▸ Items:

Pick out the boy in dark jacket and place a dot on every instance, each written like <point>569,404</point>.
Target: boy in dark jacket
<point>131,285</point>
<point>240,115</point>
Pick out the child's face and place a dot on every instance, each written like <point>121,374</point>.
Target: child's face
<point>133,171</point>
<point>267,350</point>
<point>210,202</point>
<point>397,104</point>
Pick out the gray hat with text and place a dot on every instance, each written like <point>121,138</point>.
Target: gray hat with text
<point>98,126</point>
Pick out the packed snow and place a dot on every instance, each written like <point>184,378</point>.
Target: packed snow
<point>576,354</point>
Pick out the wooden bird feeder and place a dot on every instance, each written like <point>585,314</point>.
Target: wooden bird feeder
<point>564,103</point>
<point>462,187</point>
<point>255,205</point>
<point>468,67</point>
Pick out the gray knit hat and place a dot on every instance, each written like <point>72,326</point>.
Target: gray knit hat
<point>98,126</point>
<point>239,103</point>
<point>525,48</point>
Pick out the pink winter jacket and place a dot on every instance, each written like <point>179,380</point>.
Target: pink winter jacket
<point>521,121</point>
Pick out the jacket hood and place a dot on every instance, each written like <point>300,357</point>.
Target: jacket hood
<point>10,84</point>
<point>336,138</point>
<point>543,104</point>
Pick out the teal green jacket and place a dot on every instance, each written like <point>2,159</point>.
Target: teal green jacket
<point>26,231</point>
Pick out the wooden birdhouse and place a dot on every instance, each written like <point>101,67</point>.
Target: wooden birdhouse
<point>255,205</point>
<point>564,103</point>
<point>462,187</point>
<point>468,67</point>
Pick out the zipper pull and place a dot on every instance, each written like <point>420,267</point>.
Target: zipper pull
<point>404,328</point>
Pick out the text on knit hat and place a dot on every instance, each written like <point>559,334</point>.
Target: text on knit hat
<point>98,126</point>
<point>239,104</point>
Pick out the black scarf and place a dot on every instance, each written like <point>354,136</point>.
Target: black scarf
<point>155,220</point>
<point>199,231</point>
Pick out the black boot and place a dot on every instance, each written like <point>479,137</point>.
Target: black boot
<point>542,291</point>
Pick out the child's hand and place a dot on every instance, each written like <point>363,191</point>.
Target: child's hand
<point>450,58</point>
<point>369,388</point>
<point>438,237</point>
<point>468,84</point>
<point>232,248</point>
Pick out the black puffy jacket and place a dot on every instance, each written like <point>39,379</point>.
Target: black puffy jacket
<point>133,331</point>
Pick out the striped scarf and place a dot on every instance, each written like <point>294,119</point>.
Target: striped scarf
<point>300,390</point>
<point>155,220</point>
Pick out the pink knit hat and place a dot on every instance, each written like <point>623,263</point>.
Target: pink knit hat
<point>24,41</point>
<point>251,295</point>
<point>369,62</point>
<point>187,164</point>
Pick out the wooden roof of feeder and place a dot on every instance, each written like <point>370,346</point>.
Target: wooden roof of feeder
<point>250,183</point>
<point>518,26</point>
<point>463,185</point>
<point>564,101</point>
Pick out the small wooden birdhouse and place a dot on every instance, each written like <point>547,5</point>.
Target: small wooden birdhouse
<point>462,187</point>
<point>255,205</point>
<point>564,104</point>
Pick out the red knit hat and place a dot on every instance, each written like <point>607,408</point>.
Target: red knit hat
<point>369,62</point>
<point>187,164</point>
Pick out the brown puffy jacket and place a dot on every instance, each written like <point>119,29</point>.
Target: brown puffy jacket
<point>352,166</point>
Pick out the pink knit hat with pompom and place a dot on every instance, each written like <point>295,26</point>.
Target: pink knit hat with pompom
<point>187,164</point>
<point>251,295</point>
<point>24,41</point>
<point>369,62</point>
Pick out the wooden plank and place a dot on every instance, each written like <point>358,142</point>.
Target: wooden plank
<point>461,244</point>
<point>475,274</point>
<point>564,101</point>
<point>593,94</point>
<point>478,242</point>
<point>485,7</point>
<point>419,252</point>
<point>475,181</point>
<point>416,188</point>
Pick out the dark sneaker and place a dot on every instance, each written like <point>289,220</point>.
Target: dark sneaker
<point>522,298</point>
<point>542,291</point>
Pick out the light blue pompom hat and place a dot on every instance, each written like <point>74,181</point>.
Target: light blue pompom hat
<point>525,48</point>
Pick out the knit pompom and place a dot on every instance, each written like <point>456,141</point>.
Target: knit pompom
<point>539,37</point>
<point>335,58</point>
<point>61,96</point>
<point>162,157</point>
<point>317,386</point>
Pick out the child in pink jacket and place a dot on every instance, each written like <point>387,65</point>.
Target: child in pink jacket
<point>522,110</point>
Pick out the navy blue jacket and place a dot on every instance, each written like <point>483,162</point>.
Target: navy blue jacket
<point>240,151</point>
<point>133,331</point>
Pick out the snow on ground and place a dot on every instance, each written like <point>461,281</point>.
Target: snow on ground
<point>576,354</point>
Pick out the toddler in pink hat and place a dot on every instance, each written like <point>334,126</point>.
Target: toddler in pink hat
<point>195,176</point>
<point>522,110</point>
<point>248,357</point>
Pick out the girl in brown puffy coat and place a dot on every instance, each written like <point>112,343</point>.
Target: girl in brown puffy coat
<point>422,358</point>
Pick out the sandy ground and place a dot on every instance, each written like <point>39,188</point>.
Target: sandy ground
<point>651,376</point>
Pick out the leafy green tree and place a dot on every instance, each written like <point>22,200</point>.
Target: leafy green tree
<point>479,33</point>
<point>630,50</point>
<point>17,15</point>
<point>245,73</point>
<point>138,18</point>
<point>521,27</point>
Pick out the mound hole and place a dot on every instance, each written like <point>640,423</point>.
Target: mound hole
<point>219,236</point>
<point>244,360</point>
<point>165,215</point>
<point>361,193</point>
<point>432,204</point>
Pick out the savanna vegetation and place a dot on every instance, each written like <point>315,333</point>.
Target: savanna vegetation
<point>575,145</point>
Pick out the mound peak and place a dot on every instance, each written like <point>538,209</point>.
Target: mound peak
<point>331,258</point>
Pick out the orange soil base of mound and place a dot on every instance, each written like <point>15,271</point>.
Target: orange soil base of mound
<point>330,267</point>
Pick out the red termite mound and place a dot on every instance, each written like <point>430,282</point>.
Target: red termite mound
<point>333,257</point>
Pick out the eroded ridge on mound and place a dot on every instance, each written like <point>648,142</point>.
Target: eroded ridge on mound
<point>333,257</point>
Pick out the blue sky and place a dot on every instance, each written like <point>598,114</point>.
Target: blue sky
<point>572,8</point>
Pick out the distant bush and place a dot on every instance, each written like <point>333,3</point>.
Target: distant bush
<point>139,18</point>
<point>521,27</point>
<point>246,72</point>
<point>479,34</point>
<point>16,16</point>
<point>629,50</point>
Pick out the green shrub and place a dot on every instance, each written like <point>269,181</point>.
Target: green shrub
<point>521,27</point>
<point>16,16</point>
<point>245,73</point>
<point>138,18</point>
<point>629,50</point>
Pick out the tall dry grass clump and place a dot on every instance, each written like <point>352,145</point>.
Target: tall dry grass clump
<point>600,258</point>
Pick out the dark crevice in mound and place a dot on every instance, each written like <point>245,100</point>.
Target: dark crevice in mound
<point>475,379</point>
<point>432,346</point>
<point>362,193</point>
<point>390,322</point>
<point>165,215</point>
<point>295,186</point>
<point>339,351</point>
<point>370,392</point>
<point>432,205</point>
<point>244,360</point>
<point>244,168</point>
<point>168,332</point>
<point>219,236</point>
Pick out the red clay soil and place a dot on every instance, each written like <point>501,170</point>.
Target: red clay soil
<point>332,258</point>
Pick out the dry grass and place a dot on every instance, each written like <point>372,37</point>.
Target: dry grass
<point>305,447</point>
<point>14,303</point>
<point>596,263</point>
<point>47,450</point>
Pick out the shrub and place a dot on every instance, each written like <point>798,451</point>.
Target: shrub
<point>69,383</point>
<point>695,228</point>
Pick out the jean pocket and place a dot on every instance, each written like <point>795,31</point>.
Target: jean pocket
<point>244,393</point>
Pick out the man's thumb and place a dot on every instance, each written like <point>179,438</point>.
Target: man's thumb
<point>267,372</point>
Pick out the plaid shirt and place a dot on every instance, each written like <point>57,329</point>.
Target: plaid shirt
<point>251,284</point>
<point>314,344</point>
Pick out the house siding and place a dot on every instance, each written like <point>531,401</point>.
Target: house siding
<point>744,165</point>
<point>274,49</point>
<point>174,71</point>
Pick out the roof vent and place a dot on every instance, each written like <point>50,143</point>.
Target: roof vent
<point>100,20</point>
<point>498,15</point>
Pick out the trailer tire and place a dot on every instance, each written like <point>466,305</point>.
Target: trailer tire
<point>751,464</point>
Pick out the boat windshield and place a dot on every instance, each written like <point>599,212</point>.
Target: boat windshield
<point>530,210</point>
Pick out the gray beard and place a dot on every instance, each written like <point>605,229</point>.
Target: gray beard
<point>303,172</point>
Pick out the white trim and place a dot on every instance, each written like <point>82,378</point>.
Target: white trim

▸ What the task asks:
Copy out the rows above word for word, starting at the line that contains "Pick out the house" and continuing through the final line of the rows, both ends included.

▸ Correct answer:
Pick out the house siding and place a dot on every instance, each written like <point>531,401</point>.
Target: house siding
<point>744,165</point>
<point>274,49</point>
<point>174,71</point>
Pick out the roof vent and place a dot on every instance, each written like <point>50,143</point>.
Target: roof vent
<point>100,20</point>
<point>498,15</point>
Pick out the trailer tire and place a dot on every instance, each written like <point>466,305</point>.
Target: trailer tire
<point>751,464</point>
Pick out the boat windshield and place a dot on every instance, each written like <point>599,212</point>.
Target: boat windshield
<point>530,210</point>
Pick out the gray beard and place a dot on every instance, each written like <point>605,229</point>.
Target: gray beard
<point>303,172</point>
Pick out the white trim and place a dot on every instance, each written like <point>82,378</point>.
Target: white trim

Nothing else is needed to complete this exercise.